- Opening Delimiter -

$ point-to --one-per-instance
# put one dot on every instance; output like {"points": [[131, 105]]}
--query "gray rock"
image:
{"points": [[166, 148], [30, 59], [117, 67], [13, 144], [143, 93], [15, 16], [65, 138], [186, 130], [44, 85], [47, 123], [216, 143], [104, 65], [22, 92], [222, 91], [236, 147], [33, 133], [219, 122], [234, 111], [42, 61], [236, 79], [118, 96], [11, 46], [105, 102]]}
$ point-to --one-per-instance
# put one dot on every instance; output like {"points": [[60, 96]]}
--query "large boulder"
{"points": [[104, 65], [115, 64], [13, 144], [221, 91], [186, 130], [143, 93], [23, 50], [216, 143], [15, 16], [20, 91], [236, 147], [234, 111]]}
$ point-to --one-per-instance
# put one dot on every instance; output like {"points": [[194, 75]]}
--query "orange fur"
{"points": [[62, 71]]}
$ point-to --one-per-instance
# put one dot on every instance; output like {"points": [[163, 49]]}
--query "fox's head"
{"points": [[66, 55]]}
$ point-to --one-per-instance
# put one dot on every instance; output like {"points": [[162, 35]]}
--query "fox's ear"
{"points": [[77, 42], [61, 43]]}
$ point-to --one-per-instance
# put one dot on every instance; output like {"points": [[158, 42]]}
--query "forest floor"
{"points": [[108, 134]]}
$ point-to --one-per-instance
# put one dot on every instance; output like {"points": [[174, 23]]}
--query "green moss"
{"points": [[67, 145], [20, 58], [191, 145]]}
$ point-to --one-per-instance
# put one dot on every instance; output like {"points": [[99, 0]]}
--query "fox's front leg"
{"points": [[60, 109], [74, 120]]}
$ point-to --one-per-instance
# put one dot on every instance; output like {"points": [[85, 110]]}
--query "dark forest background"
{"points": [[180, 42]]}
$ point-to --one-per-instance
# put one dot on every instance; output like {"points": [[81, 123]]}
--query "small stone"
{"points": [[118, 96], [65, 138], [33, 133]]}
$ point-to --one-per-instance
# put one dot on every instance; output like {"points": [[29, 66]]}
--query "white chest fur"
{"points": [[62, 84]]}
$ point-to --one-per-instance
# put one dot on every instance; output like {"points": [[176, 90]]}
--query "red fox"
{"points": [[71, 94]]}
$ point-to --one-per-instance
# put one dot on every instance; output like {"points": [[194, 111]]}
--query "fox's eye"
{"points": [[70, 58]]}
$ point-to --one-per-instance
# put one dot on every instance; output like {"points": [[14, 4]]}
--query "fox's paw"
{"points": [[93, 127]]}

- Closing Delimiter -

_WHAT IS EXPECTED_.
Every entry should be restated word for word.

_TASK SOLUTION_.
$ point-to --one-per-instance
# put one dot on every instance; output like {"points": [[131, 105]]}
--query "gray rock"
image:
{"points": [[166, 148], [30, 59], [117, 67], [13, 144], [143, 93], [15, 16], [65, 138], [186, 130], [44, 85], [47, 123], [216, 143], [104, 65], [22, 92], [222, 91], [236, 147], [33, 133], [219, 122], [234, 111], [42, 61], [236, 79], [118, 96], [11, 46], [105, 102]]}
$ point-to --one-per-instance
# put one dot on every instance; output like {"points": [[60, 96]]}
--query "large boulder"
{"points": [[104, 65], [115, 64], [13, 144], [221, 91], [186, 130], [143, 93], [23, 50], [216, 143], [15, 16], [20, 91], [236, 147], [234, 111]]}
$ point-to --one-per-instance
# put one dot on every instance; output like {"points": [[194, 75]]}
--query "orange fur"
{"points": [[62, 71]]}
$ point-to --one-per-instance
# put one dot on every instance; output like {"points": [[163, 49]]}
--query "fox's head"
{"points": [[66, 55]]}
$ point-to --one-per-instance
# put one dot on every instance; output like {"points": [[162, 35]]}
--query "fox's ear"
{"points": [[77, 42], [61, 43]]}
$ point-to --one-per-instance
# put one dot on every instance; output like {"points": [[158, 42]]}
--query "forest floor"
{"points": [[108, 134]]}
$ point-to --one-per-instance
# put one dot on every instance; output like {"points": [[174, 23]]}
--query "green moss"
{"points": [[67, 145], [20, 58], [191, 145]]}
$ point-to --one-per-instance
# put one dot on every instance; output like {"points": [[99, 0]]}
--query "fox's front leg"
{"points": [[60, 109], [74, 120]]}
$ point-to --one-per-instance
# put one dot on every instance; output like {"points": [[85, 110]]}
--query "dark forest background"
{"points": [[180, 42]]}
$ point-to --one-per-instance
# put one dot on every instance; output like {"points": [[81, 123]]}
--query "small stone"
{"points": [[118, 96], [65, 138], [33, 133]]}
$ point-to --one-per-instance
# put one dot on every instance; output like {"points": [[29, 66]]}
--query "white chest fur"
{"points": [[62, 84]]}
$ point-to --one-per-instance
# put one dot on every instance; output like {"points": [[176, 90]]}
--query "red fox"
{"points": [[71, 94]]}
$ point-to --one-per-instance
# put one dot on every instance; output like {"points": [[194, 111]]}
--query "fox's eye"
{"points": [[70, 58]]}
$ point-to --one-per-instance
# put one dot on every instance; output like {"points": [[14, 4]]}
--query "fox's paw"
{"points": [[93, 127]]}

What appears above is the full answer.